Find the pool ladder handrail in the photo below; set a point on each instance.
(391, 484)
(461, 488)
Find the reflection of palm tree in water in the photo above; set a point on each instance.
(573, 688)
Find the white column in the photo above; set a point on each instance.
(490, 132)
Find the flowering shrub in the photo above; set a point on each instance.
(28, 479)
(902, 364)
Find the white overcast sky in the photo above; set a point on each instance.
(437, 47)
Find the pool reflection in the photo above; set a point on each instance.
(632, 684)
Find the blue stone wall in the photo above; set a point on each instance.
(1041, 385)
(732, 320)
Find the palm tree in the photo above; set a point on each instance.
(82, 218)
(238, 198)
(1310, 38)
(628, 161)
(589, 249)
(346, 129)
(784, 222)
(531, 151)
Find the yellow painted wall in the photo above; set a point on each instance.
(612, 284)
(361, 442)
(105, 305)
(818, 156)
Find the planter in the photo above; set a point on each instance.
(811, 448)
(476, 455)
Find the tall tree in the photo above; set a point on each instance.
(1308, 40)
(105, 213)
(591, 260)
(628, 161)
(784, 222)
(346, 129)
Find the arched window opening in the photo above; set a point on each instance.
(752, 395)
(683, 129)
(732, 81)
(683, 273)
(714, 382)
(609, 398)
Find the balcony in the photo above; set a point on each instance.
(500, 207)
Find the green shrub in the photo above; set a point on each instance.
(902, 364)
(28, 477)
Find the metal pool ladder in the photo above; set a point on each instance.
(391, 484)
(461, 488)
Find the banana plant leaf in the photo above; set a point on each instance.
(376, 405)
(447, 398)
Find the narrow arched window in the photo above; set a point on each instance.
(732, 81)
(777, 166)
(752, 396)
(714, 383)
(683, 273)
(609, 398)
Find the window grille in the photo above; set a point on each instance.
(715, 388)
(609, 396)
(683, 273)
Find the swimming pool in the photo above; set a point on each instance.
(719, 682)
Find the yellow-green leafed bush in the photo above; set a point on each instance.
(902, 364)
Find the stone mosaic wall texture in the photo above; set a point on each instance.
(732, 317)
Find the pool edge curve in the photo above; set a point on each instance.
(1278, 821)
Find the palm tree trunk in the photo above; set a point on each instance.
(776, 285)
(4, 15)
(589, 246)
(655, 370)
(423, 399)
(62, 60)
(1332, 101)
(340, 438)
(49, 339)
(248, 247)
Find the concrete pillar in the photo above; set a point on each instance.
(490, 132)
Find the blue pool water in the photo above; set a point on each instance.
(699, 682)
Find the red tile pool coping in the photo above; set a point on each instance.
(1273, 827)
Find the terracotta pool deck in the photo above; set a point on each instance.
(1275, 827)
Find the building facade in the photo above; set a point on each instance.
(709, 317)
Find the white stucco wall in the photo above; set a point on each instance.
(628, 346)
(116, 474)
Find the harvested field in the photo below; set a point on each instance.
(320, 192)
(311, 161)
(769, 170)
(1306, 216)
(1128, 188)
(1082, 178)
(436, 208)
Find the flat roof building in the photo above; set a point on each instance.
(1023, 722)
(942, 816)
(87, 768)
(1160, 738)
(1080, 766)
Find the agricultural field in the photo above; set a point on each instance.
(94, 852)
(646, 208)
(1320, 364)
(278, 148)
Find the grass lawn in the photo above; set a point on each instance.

=-=-=-=-=

# WRITTEN TASK
Find "Find the palm tree trunk" in the data above, then repeat that line and all lines after it exactly, ending with the final line.

# OUTPUT FOR THIS TASK
Find the palm tree trunk in the photo above; set a point on each instance.
(776, 285)
(4, 15)
(589, 246)
(655, 370)
(423, 399)
(62, 60)
(1332, 101)
(340, 438)
(49, 339)
(248, 247)
Find the concrete pillar in the photo above; set a point on each instance.
(490, 132)
Find the blue pool water in the photo above; set a point on each instance.
(699, 682)
Find the red tile pool coping in the photo above; set a point on each instance.
(1273, 827)
Find the terracotta pool deck in the photo above; set a point on each instance.
(1275, 827)
Find the building facade in the photo above; set a point on each instance.
(709, 317)
Find the white stucco wall in the photo above; set a point on each instance.
(628, 346)
(116, 474)
Find the harvested field in the photo below; set a point on each instance.
(320, 192)
(311, 161)
(769, 170)
(1306, 216)
(1128, 188)
(1082, 178)
(436, 208)
Find the flat roof building in the photo above; set a point on each instance.
(1023, 722)
(942, 816)
(87, 768)
(1160, 738)
(1080, 766)
Find the agricultural field in the photo above; set a point on each instance.
(94, 852)
(646, 208)
(1320, 364)
(278, 148)
Find the grass lawn in the photo above; set a point on each instance.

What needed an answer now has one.